### Exercise instructions
Filter the material below, copying out every line that contains the word "wall".

### Provided data
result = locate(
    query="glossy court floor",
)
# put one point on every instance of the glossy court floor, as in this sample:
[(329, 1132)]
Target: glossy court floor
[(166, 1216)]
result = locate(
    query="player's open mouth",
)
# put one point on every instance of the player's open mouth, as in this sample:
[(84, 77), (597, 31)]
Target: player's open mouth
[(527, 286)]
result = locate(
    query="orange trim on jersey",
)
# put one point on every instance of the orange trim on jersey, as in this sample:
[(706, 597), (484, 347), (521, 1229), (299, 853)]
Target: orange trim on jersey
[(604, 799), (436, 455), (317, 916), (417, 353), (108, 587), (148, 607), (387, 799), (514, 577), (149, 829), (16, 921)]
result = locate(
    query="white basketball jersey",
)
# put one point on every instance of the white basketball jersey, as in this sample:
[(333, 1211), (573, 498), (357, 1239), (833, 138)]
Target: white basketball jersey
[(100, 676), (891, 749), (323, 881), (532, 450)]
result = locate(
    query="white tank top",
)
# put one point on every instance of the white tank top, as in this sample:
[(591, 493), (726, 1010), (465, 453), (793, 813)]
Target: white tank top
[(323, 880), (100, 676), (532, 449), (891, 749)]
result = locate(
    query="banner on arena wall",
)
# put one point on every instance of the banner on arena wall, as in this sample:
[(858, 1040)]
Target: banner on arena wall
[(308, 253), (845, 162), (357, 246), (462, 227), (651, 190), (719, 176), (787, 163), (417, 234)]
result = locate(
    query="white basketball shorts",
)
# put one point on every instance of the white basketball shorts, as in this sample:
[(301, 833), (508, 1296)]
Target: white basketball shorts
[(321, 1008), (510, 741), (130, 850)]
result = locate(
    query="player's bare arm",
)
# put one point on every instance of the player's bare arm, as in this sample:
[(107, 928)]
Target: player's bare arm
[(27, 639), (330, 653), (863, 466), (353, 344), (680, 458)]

==

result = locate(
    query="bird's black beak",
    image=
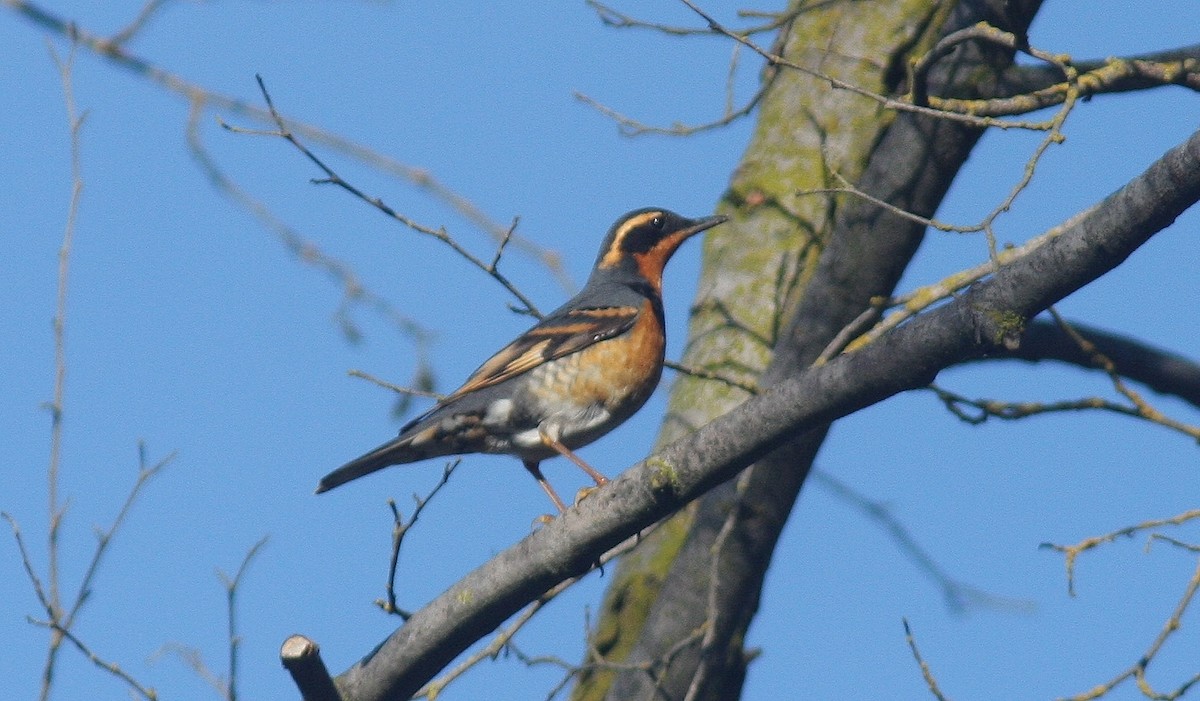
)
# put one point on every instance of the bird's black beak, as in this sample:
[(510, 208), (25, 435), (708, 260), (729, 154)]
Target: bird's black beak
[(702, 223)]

* * *

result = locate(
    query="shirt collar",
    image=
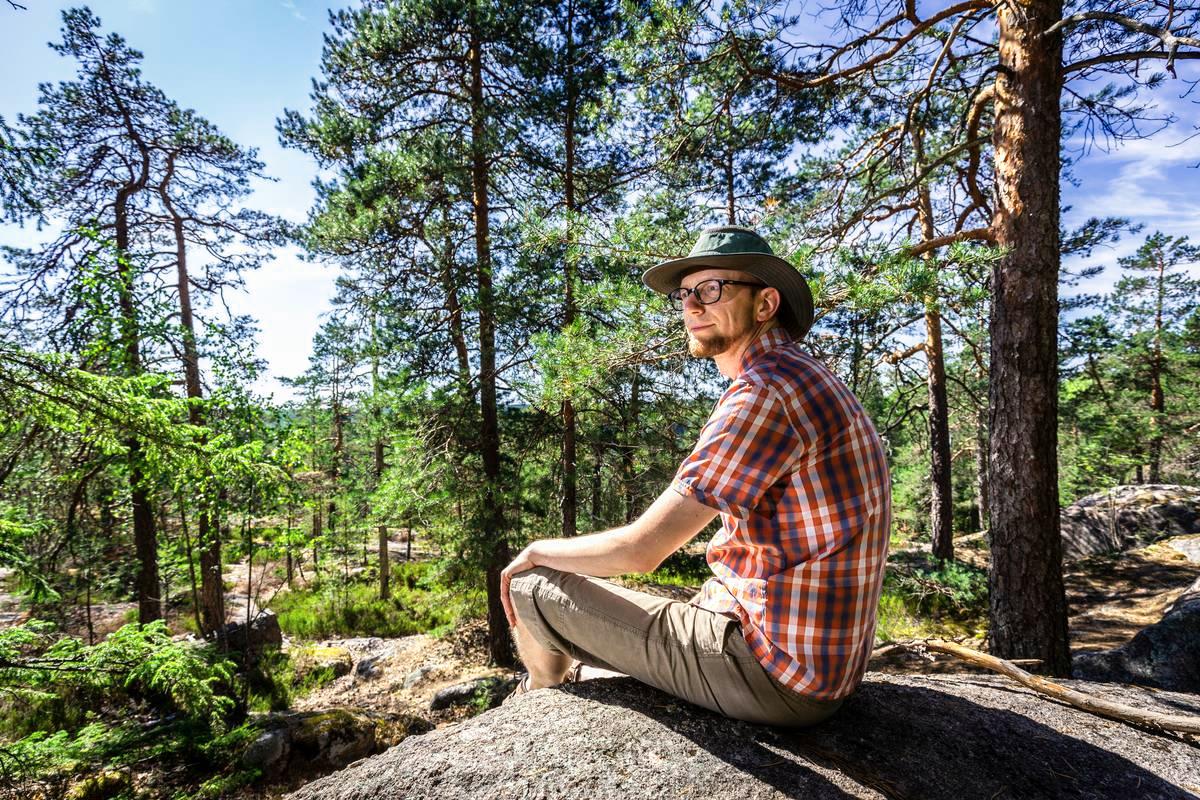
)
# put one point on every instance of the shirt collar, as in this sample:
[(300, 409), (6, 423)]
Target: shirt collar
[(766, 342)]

### Completed exercise
    query="banner on arena wall",
# put one point on every instance of the banner on arena wall, as in this sample:
Target: banner on arena wall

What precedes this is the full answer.